• INSTRUÇÃO A: No texto fornecido, indique todos os nomes da lista de subordinados que começam por «Domingos».

• TEXTO FORNECIDO:
-*-*-
Obrihgado, Luís, pelos votos e pelo vídeo.

Alguma coisa tem vindo a mudar em Angola desde que João Lourenço assumiu a presidência. Este vídeo [, em que o comandantenacional da política denuncia, publicamente, a corrupção na instituição e expulsa das suas suas fileiras alguns dos seus mais elementos] é uma demonstração real disso.

Mas as dificuldades que o João Lourenço está a enfrentar são provavelmente maiores do que as que ele esperava encontrar, sobretudo no que ao repatriamento de capitais desviados para os paraísos fiscais diz respeito.

Até agora, ele só tem ouvido palavras aparentemente muito simpáticas de vários governos e entidades internacionais, mas sem consequências práticas. O Reino Unido, então, já recusou repatriar os 500 Milhões  de dólares desviados do Fundo Soberano de Angola pelo filho mais novo do José Eduardo dos Santos, José Filomeno dos Santos, e sua quadrilha. É a pérfida Albion no seu "melhor".

De qualquer modo, o tempo parece estar a jogar a favor de João Lourenço, que vai consolidando o seu poder, mas também joga contra ele, porque a economia angolana não parece estar a "levantar voo", nem pouco mais ou menos. Espera-se que este ano a economia do país entre em recessão, o que é muito mau.

Esperemos para ver, desejando que as coisas melhorem, para bem de um povo que eu aprendi a amar, graças aos maravilhosos subordinados angolanos que tive o supremo privilégio de comandar e pelos quais choro copiosas lágrimas de saudade.

A este respeito, permito-me reproduzir as seguintes palavras que lhes dediquei no meu livro inédito de memórias da guerra, a que dei o título de "Dignidade e Ignomínia":


Sinto um orgulho enorme nos subordinados [portugueses e angolanos] que me coube comandar.

(...) Posso (...) afirmar categoricamente que fui um privilegiado por ter tido a meu lado companheiros dotados de uma tal fibra.

Fui ainda mais privilegiado porque entre eles havia angolanos, que foram das pessoas mais extraordinárias que conheci. Não há dinheiro no mundo que pague toda a sua sabedoria, toda a sua generosidade e toda a sua sensibilidade. Depois de os ter conhecido, nunca mais fui o mesmo.


Tenho os seus nomes escritos em letras de ouro no meu coração: Domingos Amado Neto, Silva Alfredo dos Santos, Domingos Cangúia, Diogo Manuel, Ramiro Elias da Silva, Domingos Jonas, Mateus Tchingúri, Jonas Vitorino, Lucas Quinta, Henrique Luneva, Raimundo Nunulo, Domingos Dala, Fortunato Francisco João Diogo e Simão João Leitão Cavaleiro. Nunca os esquecerei.
-*-*-
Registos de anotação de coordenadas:

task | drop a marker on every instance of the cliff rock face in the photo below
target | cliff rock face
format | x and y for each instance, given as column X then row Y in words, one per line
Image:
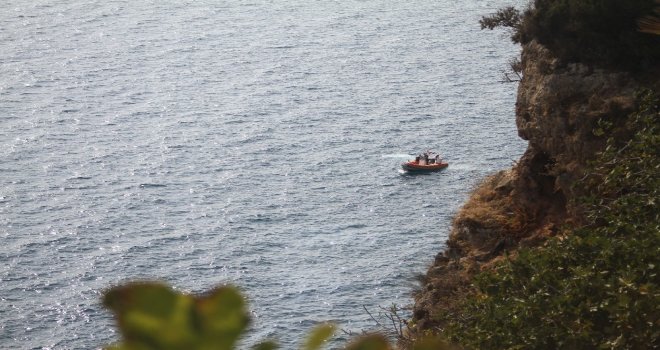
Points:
column 557, row 110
-*-*-
• INSTRUÇÃO B: Copie todas as entradas, linha por linha e sem alterações. Não inclua a imagem na resposta.

• RESULTADO ESPERADO A:
Domingos Amado Neto
Domingos Cangúia
Domingos Jonas
Domingos Dala

• RESULTADO ESPERADO B:
task | drop a marker on every instance of the cliff rock face in the photo below
target | cliff rock face
format | x and y for each instance, given as column X then row Y in words, one per line
Image:
Points:
column 557, row 110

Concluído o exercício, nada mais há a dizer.